Page excerpt:
[Start of section]

Comments on the Quality of English Language

ok

Author Response

Thank you very much for taking the time to review this manuscript. Please find the detailed responses below and the corresponding revisions/corrections to your comments.

Comment 1: How does QEFIRA contribute to validating system behavior in safety-critical applications, particularly in the automotive industry? 
Response 1: The developed tool, QEFIRA, is based on QEMU, which is an instruction-accurate simulator that allows system behavior to be emulated with the help of software-implemented models. Naturely, the usage of simulation allows to validate system behavior in a non-destructive testing environment, assuming that the system model is well established and capable of providing significantly accurate results. The state-of-the-art shows that simulation is a well-rounded technique for validation for several domains within and outside the safety spectrum.
The QEFIRA tool extends the mentioned simulator to focus on validating system behavior by providing faulty stimuli that is destructive in hardware and impossible in software-based testing. This type of testing is particularly important in safety-critical applications since fault-tolerance mechanisms need to be tested for their correctness and evaluated against RHF’s. This way, QEFIRA aids developers to evaluate safety mechanisms by providing user-friend input schema for running fault injection campaigns and retrieve the resulting system output in a graphical manner.
Considering the automotive industry, QEFIRA provides the ability to provoke the failure modes suggested in the ISO 26262 standard. Furthermore, the metrics provided by each fault campaign can be used to retrieve ISO 262626 compliant metrics for safety mechanisms.

Comment 2: In what ways does QEFIRA align with the failure modes proposed by Part 11 of the ISO 26262 standard?

[End of section]

Excerpted data:
[Start of section]

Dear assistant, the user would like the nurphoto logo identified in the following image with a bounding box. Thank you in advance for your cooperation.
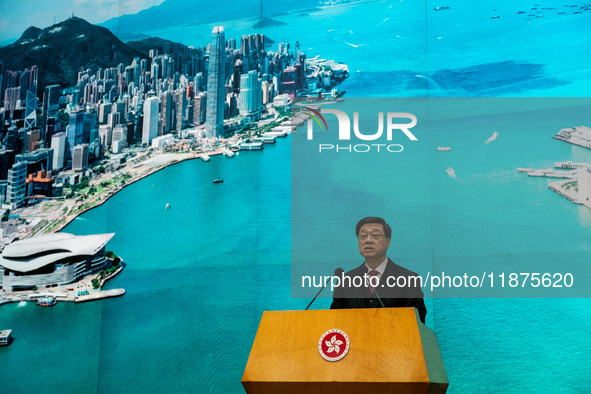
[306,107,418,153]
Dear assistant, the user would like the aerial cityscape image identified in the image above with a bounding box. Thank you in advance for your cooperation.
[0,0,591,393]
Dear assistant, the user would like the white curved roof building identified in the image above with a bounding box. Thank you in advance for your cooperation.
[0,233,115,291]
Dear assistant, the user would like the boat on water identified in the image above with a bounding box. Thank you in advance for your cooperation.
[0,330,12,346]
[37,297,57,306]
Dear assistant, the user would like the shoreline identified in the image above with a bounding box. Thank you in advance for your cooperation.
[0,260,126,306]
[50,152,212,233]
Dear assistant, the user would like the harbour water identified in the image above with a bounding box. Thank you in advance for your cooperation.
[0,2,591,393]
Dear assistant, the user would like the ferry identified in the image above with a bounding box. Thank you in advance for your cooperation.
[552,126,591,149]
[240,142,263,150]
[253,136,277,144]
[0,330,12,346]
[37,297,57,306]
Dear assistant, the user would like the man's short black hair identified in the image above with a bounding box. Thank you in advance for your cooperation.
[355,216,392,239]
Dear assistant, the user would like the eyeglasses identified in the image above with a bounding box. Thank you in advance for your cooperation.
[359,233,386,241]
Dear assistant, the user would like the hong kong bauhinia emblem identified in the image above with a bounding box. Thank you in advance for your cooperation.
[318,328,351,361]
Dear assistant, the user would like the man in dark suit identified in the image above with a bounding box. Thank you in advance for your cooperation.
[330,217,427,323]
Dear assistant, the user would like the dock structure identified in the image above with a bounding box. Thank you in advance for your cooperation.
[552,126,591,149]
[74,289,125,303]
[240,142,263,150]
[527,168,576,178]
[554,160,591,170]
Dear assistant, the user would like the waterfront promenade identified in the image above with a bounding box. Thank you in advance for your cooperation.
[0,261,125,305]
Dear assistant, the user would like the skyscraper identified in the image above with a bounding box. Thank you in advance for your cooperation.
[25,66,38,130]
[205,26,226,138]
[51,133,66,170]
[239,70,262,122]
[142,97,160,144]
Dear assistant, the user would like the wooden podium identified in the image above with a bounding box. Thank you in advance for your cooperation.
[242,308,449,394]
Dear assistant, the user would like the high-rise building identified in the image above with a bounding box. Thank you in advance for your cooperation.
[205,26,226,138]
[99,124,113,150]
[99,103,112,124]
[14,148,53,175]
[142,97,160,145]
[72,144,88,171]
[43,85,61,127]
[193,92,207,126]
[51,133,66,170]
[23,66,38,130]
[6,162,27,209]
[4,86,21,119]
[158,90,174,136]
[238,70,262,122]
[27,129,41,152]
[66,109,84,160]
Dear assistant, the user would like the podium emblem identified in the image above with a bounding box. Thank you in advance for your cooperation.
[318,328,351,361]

[End of section]
[Start of section]

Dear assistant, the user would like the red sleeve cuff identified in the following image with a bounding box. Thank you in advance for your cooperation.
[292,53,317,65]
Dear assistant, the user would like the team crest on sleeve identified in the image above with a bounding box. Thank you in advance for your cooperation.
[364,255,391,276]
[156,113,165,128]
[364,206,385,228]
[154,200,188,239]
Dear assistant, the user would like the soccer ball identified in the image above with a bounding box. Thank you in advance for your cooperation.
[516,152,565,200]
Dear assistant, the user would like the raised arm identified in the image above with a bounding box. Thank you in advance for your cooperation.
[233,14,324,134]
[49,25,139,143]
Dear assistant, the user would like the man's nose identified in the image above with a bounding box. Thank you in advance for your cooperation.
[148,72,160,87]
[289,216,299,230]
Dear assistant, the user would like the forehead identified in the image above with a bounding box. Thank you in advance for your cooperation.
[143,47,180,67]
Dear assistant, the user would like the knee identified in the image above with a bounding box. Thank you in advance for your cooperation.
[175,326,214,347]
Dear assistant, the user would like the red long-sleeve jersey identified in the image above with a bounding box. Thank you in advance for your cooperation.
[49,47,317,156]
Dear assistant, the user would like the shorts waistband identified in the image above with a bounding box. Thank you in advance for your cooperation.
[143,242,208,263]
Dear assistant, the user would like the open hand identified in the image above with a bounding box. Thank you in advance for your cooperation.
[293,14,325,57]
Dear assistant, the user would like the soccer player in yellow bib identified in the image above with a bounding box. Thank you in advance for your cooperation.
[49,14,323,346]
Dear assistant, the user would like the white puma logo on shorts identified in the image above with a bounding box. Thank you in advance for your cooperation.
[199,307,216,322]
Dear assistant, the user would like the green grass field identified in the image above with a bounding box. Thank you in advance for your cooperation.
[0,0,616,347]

[End of section]

Activity:
Pull out the full reviewer comments and author response about the QEFIRA tool shown above, word for word and with nothing changed.

Response area:
Comments on the Quality of English Language

ok

Author Response

Thank you very much for taking the time to review this manuscript. Please find the detailed responses below and the corresponding revisions/corrections to your comments.

Comment 1: How does QEFIRA contribute to validating system behavior in safety-critical applications, particularly in the automotive industry? 
Response 1: The developed tool, QEFIRA, is based on QEMU, which is an instruction-accurate simulator that allows system behavior to be emulated with the help of software-implemented models. Naturely, the usage of simulation allows to validate system behavior in a non-destructive testing environment, assuming that the system model is well established and capable of providing significantly accurate results. The state-of-the-art shows that simulation is a well-rounded technique for validation for several domains within and outside the safety spectrum.
The QEFIRA tool extends the mentioned simulator to focus on validating system behavior by providing faulty stimuli that is destructive in hardware and impossible in software-based testing. This type of testing is particularly important in safety-critical applications since fault-tolerance mechanisms need to be tested for their correctness and evaluated against RHF’s. This way, QEFIRA aids developers to evaluate safety mechanisms by providing user-friend input schema for running fault injection campaigns and retrieve the resulting system output in a graphical manner.
Considering the automotive industry, QEFIRA provides the ability to provoke the failure modes suggested in the ISO 26262 standard. Furthermore, the metrics provided by each fault campaign can be used to retrieve ISO 262626 compliant metrics for safety mechanisms.

Comment 2: In what ways does QEFIRA align with the failure modes proposed by Part 11 of the ISO 26262 standard?